- **Directions for this task**
Please copy out the items from the line containing "Q: For every instance of the wall" through the end of the items, requests included, and shift every point coordinate in the answers up by 4. Leave out the pictures.

— begin Dataset extract —

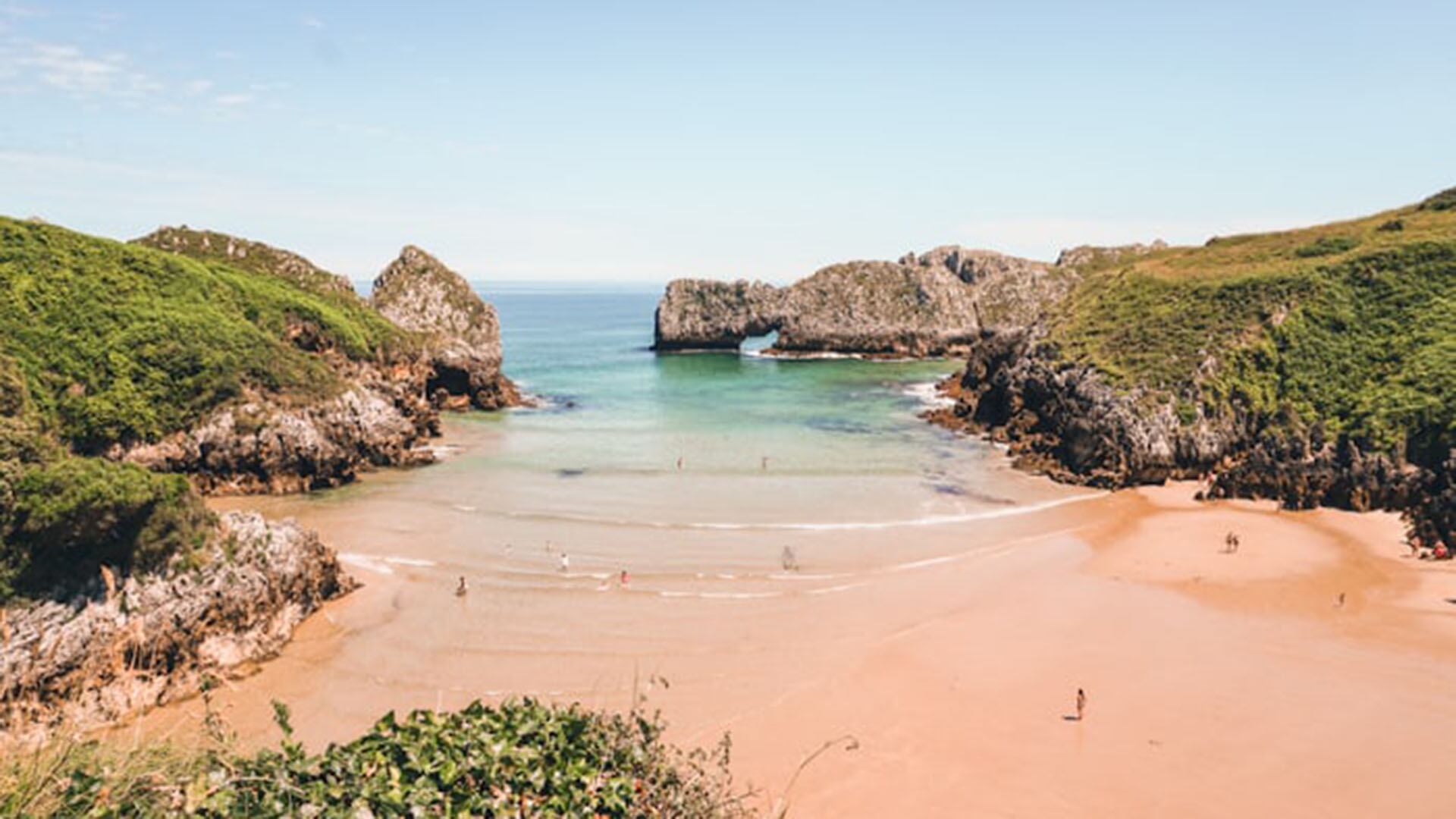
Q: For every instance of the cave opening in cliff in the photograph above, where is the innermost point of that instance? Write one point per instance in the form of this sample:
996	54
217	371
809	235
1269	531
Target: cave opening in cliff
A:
455	381
759	343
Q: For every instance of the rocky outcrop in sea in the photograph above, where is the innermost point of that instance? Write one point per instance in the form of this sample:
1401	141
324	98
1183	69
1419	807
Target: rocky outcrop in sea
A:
104	656
265	445
460	331
934	303
1065	420
386	410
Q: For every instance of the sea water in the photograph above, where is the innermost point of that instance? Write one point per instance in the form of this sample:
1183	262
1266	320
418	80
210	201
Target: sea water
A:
711	439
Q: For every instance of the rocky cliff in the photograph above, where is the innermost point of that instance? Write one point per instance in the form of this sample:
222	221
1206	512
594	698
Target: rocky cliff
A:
924	305
1310	366
460	333
107	654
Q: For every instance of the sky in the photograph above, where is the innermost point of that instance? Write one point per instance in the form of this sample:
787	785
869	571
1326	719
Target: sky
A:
641	142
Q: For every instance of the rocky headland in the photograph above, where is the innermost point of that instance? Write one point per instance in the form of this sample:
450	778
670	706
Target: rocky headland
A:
136	378
925	305
446	356
1276	366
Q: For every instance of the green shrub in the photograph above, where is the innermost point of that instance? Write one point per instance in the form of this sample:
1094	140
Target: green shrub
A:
121	343
520	758
74	515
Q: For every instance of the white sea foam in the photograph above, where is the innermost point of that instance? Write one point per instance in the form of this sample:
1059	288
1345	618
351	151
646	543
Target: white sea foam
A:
837	526
408	560
367	563
837	589
721	595
383	564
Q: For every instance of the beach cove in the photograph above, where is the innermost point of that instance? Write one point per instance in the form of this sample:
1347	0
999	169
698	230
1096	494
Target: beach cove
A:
944	610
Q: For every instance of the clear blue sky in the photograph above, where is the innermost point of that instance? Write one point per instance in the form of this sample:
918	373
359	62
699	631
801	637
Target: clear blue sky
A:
651	140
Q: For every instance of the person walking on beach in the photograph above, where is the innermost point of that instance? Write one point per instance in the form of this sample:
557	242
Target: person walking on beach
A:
789	560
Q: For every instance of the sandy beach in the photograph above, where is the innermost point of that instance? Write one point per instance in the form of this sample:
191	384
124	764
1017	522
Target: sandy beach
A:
1219	684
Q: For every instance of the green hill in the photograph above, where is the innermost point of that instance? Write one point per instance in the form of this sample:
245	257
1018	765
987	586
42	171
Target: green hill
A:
1315	366
1350	324
123	343
105	343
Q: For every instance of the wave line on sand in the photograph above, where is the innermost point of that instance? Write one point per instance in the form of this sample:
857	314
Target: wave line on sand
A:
852	525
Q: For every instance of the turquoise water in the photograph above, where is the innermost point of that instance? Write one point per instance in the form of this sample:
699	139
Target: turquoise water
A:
587	353
761	441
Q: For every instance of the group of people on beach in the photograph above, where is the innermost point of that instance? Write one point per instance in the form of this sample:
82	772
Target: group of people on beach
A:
1421	551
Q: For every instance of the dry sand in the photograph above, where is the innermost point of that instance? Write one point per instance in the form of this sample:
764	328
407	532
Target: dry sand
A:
1219	684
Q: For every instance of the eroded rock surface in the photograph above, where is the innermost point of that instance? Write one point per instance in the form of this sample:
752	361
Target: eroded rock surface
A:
928	305
93	661
264	445
1068	422
462	333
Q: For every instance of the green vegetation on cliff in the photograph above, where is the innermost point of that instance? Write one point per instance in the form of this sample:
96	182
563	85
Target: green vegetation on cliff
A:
520	758
121	343
1351	325
105	343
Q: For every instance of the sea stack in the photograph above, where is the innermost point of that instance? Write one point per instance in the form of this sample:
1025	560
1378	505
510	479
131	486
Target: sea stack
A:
934	303
460	331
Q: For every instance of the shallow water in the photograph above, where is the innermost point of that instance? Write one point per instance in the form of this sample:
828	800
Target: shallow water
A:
861	493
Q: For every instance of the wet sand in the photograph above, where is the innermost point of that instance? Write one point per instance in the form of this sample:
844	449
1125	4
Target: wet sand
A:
951	651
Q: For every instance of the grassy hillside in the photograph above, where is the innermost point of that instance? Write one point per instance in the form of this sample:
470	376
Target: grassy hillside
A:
1350	324
124	343
104	343
255	257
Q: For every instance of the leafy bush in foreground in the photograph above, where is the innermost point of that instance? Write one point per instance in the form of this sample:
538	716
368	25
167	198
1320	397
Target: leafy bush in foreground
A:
520	758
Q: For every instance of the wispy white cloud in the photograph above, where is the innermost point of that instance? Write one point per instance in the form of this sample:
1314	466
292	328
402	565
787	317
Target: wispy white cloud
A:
18	11
69	69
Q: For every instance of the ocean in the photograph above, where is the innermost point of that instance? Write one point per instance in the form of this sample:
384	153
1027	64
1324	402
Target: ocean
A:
593	561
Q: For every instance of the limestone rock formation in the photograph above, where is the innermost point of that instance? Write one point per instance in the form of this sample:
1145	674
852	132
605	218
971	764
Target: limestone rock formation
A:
1069	423
248	256
698	314
462	333
928	305
92	661
1065	420
262	445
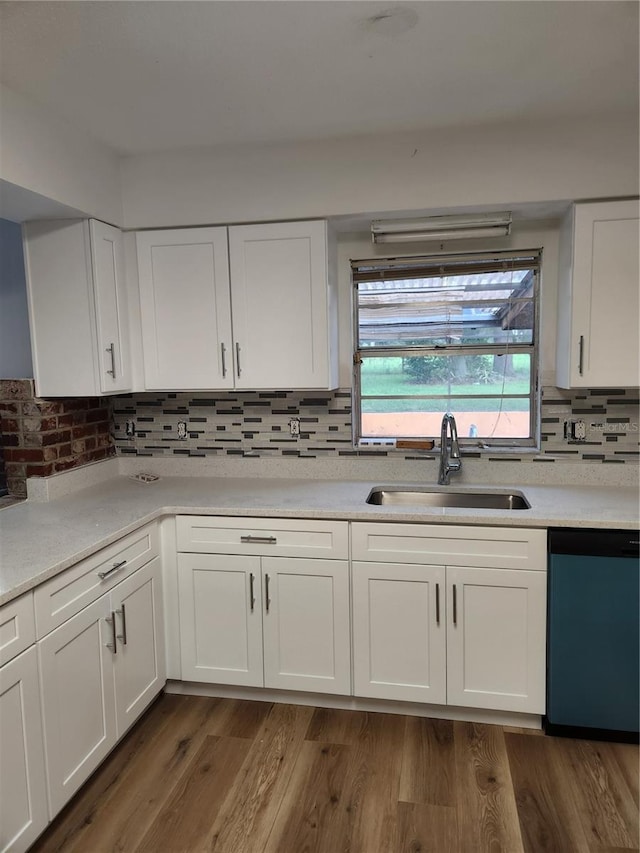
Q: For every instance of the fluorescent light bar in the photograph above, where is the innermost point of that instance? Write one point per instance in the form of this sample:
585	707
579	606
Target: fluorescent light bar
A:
441	228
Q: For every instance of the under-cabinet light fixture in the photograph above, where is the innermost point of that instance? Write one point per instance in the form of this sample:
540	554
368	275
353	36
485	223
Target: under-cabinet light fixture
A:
454	227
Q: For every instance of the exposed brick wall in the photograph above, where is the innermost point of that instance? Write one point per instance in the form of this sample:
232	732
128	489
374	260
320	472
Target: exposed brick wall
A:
41	437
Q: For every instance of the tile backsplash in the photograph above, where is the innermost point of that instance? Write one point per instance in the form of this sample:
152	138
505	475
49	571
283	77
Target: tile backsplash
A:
256	424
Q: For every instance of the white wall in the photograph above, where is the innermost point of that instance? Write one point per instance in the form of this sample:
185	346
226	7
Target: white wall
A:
481	166
524	235
44	155
15	341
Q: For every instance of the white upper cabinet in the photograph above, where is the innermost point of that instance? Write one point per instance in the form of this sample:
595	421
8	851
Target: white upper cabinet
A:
598	304
78	312
185	309
283	306
249	307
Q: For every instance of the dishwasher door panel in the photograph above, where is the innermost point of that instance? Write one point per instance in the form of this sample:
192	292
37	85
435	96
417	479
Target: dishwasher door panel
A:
593	654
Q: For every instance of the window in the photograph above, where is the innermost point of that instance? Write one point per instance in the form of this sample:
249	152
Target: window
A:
447	333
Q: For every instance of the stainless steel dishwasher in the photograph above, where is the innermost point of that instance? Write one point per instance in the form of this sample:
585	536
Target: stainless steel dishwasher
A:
593	641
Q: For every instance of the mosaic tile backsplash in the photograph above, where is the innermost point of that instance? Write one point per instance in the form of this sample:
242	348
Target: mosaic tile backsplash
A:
256	424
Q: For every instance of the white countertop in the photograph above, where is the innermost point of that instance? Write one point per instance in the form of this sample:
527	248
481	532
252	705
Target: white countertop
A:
38	540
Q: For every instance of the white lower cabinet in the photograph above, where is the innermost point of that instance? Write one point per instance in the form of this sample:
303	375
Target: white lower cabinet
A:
463	635
23	795
257	620
398	632
220	629
100	669
265	621
78	699
496	639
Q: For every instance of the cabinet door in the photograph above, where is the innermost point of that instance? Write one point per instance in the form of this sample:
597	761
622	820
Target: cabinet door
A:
139	659
283	319
496	639
399	649
601	347
107	262
220	608
306	624
185	309
78	699
23	793
61	308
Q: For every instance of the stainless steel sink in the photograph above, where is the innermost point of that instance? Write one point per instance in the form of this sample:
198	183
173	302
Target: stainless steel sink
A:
417	496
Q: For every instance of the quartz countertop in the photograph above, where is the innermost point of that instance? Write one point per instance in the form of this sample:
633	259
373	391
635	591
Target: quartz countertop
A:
38	540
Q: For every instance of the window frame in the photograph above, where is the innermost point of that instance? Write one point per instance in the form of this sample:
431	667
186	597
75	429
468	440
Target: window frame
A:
379	265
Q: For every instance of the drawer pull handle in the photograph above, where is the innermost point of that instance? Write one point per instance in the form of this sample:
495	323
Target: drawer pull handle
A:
111	620
261	540
114	568
123	615
252	597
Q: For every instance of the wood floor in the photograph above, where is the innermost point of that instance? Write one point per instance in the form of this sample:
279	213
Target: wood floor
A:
231	776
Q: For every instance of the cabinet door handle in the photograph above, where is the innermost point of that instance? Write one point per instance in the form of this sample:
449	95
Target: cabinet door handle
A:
123	615
112	372
252	598
581	355
261	540
111	620
114	568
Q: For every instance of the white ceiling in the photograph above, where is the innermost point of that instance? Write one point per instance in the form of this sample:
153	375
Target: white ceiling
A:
148	76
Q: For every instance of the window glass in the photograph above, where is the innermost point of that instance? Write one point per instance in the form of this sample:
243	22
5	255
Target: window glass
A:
447	340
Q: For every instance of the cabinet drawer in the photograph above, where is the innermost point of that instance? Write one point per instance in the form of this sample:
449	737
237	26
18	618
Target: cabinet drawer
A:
17	627
66	594
263	536
451	545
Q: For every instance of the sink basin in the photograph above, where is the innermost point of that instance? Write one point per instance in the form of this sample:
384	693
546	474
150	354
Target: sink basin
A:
416	496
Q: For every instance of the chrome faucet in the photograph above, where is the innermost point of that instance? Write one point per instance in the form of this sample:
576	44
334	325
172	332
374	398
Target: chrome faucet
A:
450	461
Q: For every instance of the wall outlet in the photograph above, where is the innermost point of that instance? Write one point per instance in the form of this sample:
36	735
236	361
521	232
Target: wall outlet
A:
575	431
294	427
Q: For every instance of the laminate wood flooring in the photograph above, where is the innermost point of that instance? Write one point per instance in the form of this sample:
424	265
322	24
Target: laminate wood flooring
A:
231	776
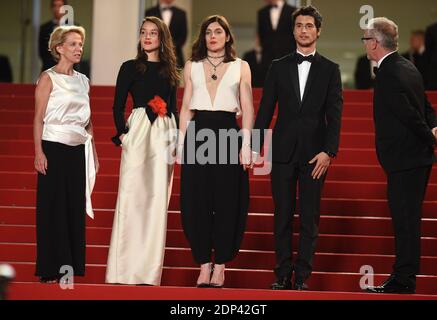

— end Dataset extract —

- **Worked answer**
Q: For every instance of the wall outlet in the photograph above, where is the innermost point of that instance? Write one point per instance in the form of this sample:
36	735
236	361
521	232
Target: wall outlet
A:
579	435
298	431
Q: For every instance of the laminate wood flooring in the photograph above, where is the innermost point of that instance? Write one point per instance in the form of this sample:
424	265
322	24
Target: laminate wood flooring
A:
235	780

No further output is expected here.